● Text passage:
--------------------------------------------------

Norwegian RAF officer

Svein Heglund (10 December 1918 - 18 June 1998) was a Norwegian engineer and RAF officer. He was the leading Norwegian pilot ace during the Second World War shooting down 16 German planes. He was awarded the Norwegian War Cross with two Swords and the British Distinguished Service Order and Distinguished Flying Cross. He served as head of Luftforsvarets forsyningskommando (LFK), with the rank of major general, from 1974 until his retirement in 1982. His memoir of his career in the RAF - Høk over høk (Hawk Over Hawk) - was published in 1995.

==Biography==
Heglund was born in Kristiania on 10 December 1918, to engineer Otto Hjalmar Heglund and photographer Anna Margaretha Klinkenberg.

==Second World War==
Heglund had tried to enlist with the Norwegian army flight school in the autumn of 1939 but the admission deadline had already expired. When he completed his period of national service conscription he travelled to Zurich to study engineering. He was in Switzerland when Norway was invaded by Germany in April 1940. Heglund managed to reach the United States via Bordeaux and Portsmouth. In New York he joined fellow Norwegians (Bernt Balchen, Hjalmar Riiser-Larsen and some other Norwegian officers) in the Army Air Force. In July 1940 he went to Little Norway near Toronto, Canada.

===No. 331 Squadron RAF===
Heglund travelled from Canada to Britain and joined No. 59 Operational Training Unit (59 OTU) where he trained on Miles Master and then the Hawker Hurricane fighter. After completing training he joined newly formed No. 331 (Norwegian) Squadron RAF on Orkney. The squadron was based at RAF Skeabrae flying Hurricane Mk.IIBs. The squadron's duties were to fly cover over the Royal Navy base at Scapa Flow and escort convoys.

In November 1941 the squadron received Spitfire Mk. IIAs, which in March 1942 was replaced with Spitfire Mk. Vb. A few weeks later the squadron moved south to an RAF North Weald in Essex. The squadron was now involved in escorting bombers to targets on the continent and defending London from air attack.

--------------------------------------------------

● Exercise instructions:
a: Repeat the part of the passage on Svein Heglund starting with "Svein Heglund (10" and going on through "Anna Margaretha Klinkenberg.".
b: Name every military decoration that the passage on Svein Heglund says he was awarded.
c: Write the next part of the passage on Svein Heglund, picking up after its last sentence.
You can leave the source data aside.

Source data:
--------------------------------------------------

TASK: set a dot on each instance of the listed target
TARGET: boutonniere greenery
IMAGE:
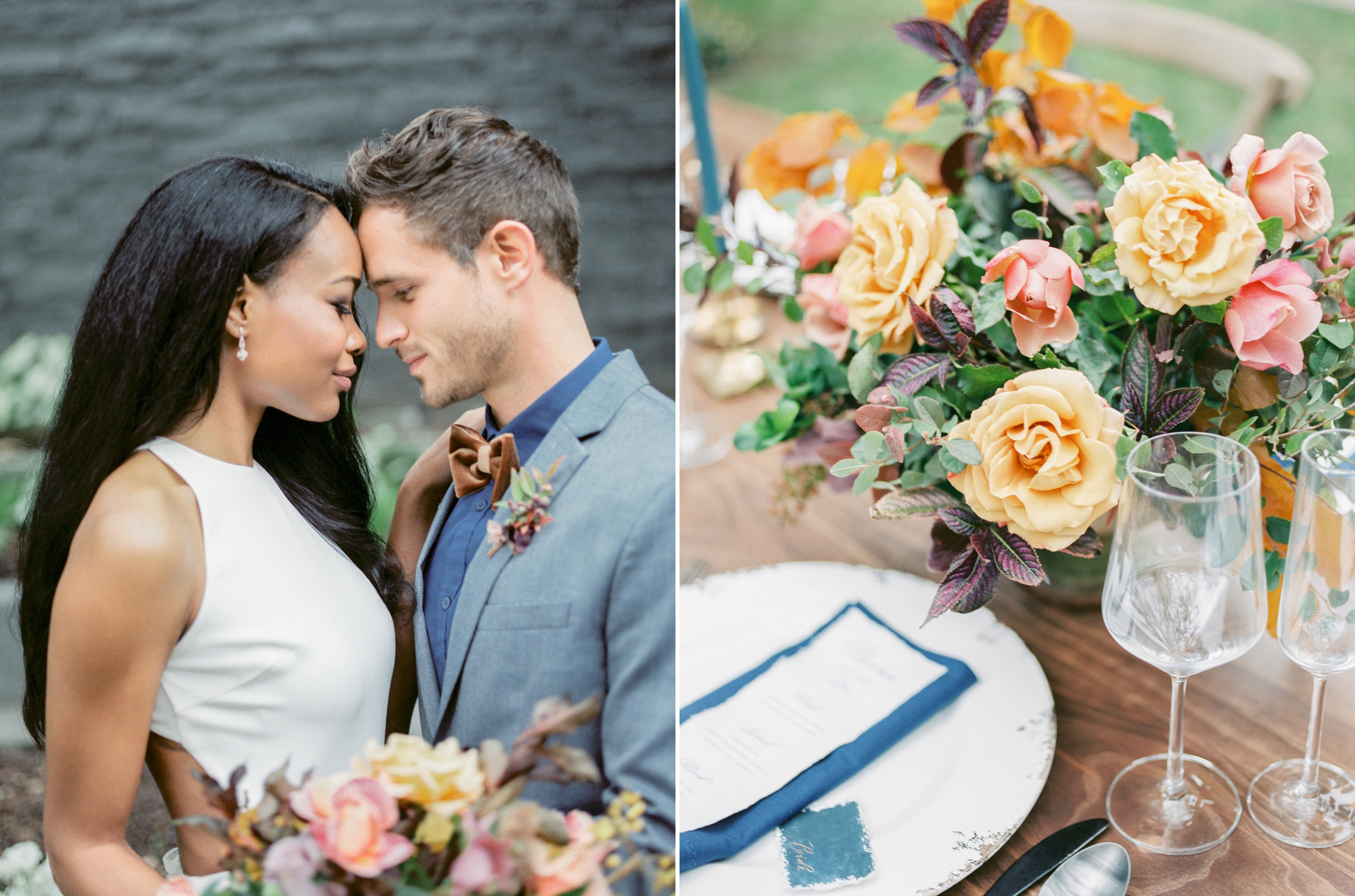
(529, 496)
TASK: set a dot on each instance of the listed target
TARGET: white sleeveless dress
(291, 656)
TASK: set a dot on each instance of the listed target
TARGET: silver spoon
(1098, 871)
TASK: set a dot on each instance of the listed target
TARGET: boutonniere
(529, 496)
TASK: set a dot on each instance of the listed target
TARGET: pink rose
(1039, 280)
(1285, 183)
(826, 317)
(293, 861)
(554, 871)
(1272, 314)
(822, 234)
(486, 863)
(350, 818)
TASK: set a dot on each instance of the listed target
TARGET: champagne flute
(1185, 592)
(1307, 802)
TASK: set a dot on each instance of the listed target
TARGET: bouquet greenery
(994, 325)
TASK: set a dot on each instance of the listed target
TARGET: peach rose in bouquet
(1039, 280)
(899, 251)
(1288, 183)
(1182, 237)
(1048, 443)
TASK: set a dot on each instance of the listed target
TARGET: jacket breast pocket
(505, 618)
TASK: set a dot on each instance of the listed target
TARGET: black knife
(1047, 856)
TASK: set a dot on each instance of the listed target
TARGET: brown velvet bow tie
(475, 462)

--------------------------------------------------

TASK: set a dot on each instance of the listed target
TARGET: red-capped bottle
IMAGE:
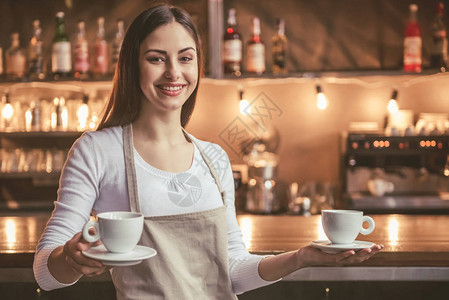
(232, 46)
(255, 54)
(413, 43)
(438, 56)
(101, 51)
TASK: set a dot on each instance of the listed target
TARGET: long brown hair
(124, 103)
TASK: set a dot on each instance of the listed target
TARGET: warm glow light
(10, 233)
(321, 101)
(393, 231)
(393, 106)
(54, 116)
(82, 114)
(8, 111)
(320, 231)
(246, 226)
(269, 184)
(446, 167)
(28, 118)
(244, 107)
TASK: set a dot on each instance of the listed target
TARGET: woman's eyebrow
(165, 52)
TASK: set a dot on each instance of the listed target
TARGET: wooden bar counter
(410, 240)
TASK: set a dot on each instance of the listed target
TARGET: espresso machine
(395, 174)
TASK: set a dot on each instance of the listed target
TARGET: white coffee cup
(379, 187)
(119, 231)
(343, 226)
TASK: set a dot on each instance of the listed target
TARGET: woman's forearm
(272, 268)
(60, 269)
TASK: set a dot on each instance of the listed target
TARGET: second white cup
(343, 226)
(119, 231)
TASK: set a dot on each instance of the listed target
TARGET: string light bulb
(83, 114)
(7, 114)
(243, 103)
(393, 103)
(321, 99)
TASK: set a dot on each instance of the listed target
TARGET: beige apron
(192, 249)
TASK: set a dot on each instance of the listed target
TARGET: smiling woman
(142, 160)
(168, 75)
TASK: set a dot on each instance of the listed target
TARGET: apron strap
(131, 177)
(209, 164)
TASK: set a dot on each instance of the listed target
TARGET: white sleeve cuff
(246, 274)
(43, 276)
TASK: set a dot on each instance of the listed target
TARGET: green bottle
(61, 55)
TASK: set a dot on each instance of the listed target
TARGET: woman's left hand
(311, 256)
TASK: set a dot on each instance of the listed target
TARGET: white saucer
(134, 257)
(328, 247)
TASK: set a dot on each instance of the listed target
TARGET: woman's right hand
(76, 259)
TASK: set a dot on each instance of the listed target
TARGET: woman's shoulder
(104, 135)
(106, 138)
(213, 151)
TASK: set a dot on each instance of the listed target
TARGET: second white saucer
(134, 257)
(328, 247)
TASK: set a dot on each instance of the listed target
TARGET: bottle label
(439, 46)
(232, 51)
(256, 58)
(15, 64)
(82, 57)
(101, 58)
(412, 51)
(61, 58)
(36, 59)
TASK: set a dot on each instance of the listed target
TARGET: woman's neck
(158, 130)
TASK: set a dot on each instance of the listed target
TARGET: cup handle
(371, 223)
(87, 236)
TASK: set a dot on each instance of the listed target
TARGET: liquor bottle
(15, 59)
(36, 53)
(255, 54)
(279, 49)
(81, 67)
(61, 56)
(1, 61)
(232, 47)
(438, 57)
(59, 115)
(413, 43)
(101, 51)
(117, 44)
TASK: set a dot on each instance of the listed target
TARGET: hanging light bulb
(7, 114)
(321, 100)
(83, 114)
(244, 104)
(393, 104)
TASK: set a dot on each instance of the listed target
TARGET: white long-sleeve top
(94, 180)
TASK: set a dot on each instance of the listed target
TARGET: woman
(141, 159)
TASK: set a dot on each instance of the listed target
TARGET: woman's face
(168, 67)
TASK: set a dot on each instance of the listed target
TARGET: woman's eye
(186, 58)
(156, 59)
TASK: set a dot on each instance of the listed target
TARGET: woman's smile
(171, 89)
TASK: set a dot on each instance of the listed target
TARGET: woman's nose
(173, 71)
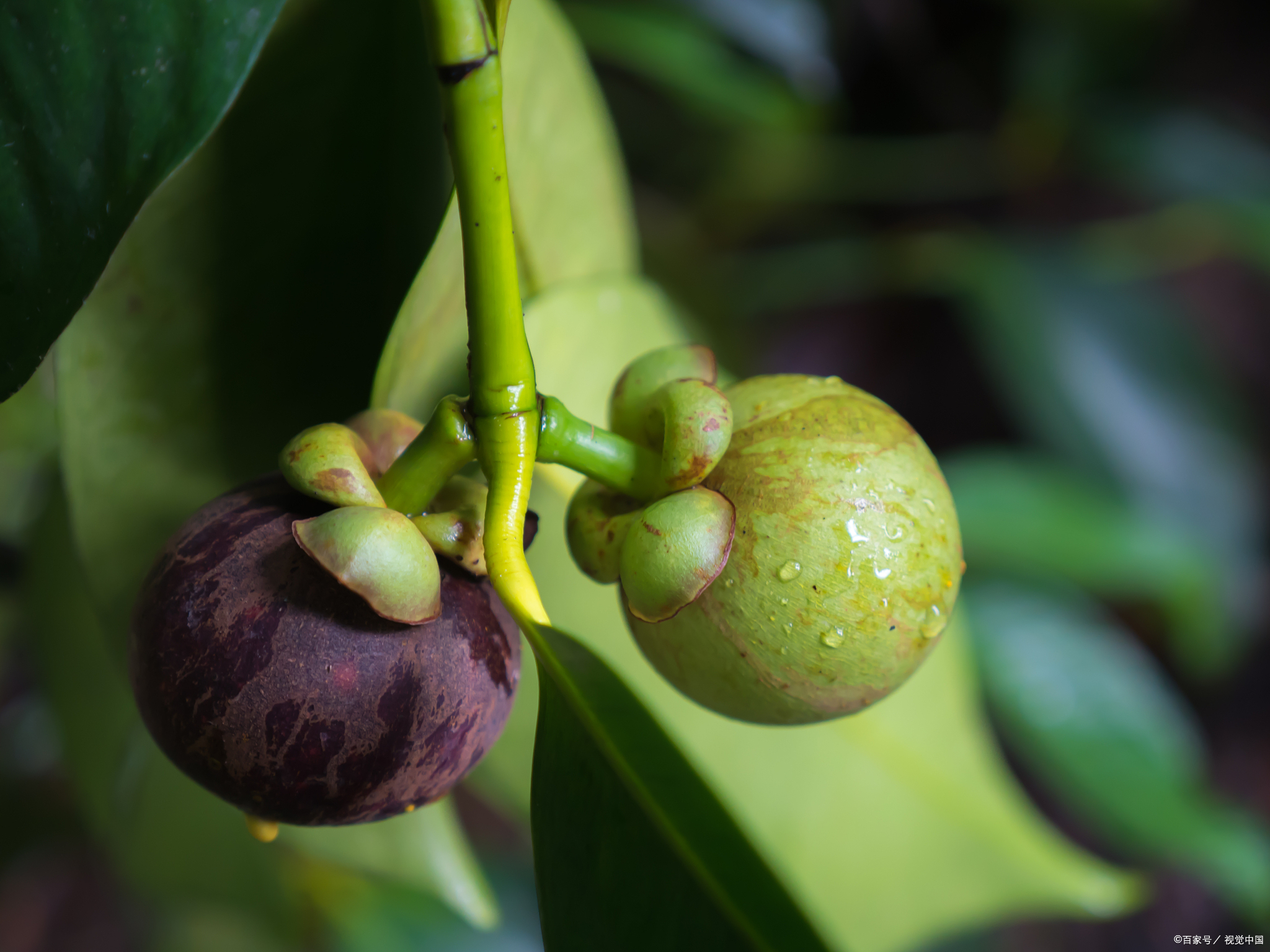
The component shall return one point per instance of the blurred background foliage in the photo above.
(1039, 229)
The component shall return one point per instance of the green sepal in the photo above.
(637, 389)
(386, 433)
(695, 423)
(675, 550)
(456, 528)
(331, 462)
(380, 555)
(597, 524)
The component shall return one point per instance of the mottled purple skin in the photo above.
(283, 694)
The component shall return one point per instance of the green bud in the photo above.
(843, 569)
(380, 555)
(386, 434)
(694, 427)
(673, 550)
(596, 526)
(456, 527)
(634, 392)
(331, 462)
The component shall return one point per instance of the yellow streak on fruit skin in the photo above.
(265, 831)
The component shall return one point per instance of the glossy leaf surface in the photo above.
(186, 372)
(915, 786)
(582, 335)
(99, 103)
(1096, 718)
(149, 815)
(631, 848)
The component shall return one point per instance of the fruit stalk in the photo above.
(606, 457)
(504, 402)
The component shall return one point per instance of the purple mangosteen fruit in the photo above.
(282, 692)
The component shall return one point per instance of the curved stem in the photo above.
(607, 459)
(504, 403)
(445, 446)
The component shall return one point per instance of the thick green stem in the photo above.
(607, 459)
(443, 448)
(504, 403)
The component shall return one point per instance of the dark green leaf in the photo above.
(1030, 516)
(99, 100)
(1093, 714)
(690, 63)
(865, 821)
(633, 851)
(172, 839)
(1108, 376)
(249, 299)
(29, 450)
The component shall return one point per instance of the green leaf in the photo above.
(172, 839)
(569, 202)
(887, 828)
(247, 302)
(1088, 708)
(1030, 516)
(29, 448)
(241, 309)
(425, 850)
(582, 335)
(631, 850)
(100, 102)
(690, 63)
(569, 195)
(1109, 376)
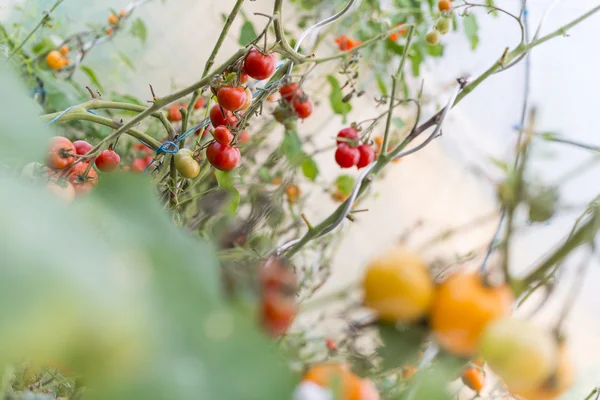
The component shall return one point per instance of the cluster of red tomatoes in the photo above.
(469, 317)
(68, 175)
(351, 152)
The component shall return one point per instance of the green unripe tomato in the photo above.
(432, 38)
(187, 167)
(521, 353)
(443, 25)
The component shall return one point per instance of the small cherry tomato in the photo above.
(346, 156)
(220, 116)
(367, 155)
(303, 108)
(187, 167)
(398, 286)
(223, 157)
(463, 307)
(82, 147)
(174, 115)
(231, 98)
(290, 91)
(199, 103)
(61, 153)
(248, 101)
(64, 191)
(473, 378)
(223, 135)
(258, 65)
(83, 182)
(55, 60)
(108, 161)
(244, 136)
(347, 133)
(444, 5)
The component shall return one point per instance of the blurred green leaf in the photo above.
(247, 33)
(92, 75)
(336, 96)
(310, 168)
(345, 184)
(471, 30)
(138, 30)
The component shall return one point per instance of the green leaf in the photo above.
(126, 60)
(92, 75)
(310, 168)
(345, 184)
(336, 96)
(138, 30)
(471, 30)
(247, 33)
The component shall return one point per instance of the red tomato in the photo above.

--------------------------------------------------

● Replies:
a:
Svein Heglund (10 December 1918 - 18 June 1998) was a Norwegian engineer and RAF officer. He was the leading Norwegian pilot ace during the Second World War shooting down 16 German planes. He was awarded the Norwegian War Cross with two Swords and the British Distinguished Service Order and Distinguished Flying Cross. He served as head of Luftforsvarets forsyningskommando (LFK), with the rank of major general, from 1974 until his retirement in 1982. His memoir of his career in the RAF - Høk over høk (Hawk Over Hawk) - was published in 1995.

==Biography==
Heglund was born in Kristiania on 10 December 1918, to engineer Otto Hjalmar Heglund and photographer Anna Margaretha Klinkenberg.

b:
Norwegian War Cross with two Swords
Distinguished Service Order
Distinguished Flying Cross

c:
After completing over 200 hours of operational flying Heglund was sent to a Spitfire Operational Training Unit in February 1943. After three months, he returned to 331 Squadron as a newly appointed captain and commander of the squadron's A-flight. Whilst with 331 Squadron Heglund shot down 12 fighters confirmed with 5 probables. In November 1943 Heglund transferred to RAF Ferry Command, transporting aircraft from manufacturer to airfields.

===No. 85 Squadron RAF===
In 1944 contacted John Cunningham, former commander of No. 85 Squadron RAF. With this squadron he trained on the Mosquito and became a night fighter.

==Post war==
In 1945 Heglund returned to Zurich to complete his studies. Back in Norway he held several positions in connection with the Air Force Materiel Command (LFK). In 1970 he became Chief of Air Defence of the Armed Forces High Command, and in 1974 Head of LFK (a position he held until he retired in 1982, with the rank of major general.

==Awards==
The first Norwegian decoration Heglund received was War Cross (Norway) which was awarded "for having rendered the Norwegian Defence major services through active participation in air operations against the enemy through a long time."

During the war he shot down 16 German planes; 7 Focke-Wulf Fw 190, 6 Messerschmitt Bf 109 and as a night fighter he shot down 3 Messerschmitt Bf 110. On 20 July 1945 Heglund was awarded the War Cross for the second time. He was awarded the Distinguished Flying Cross twice and Distinguished Service Order.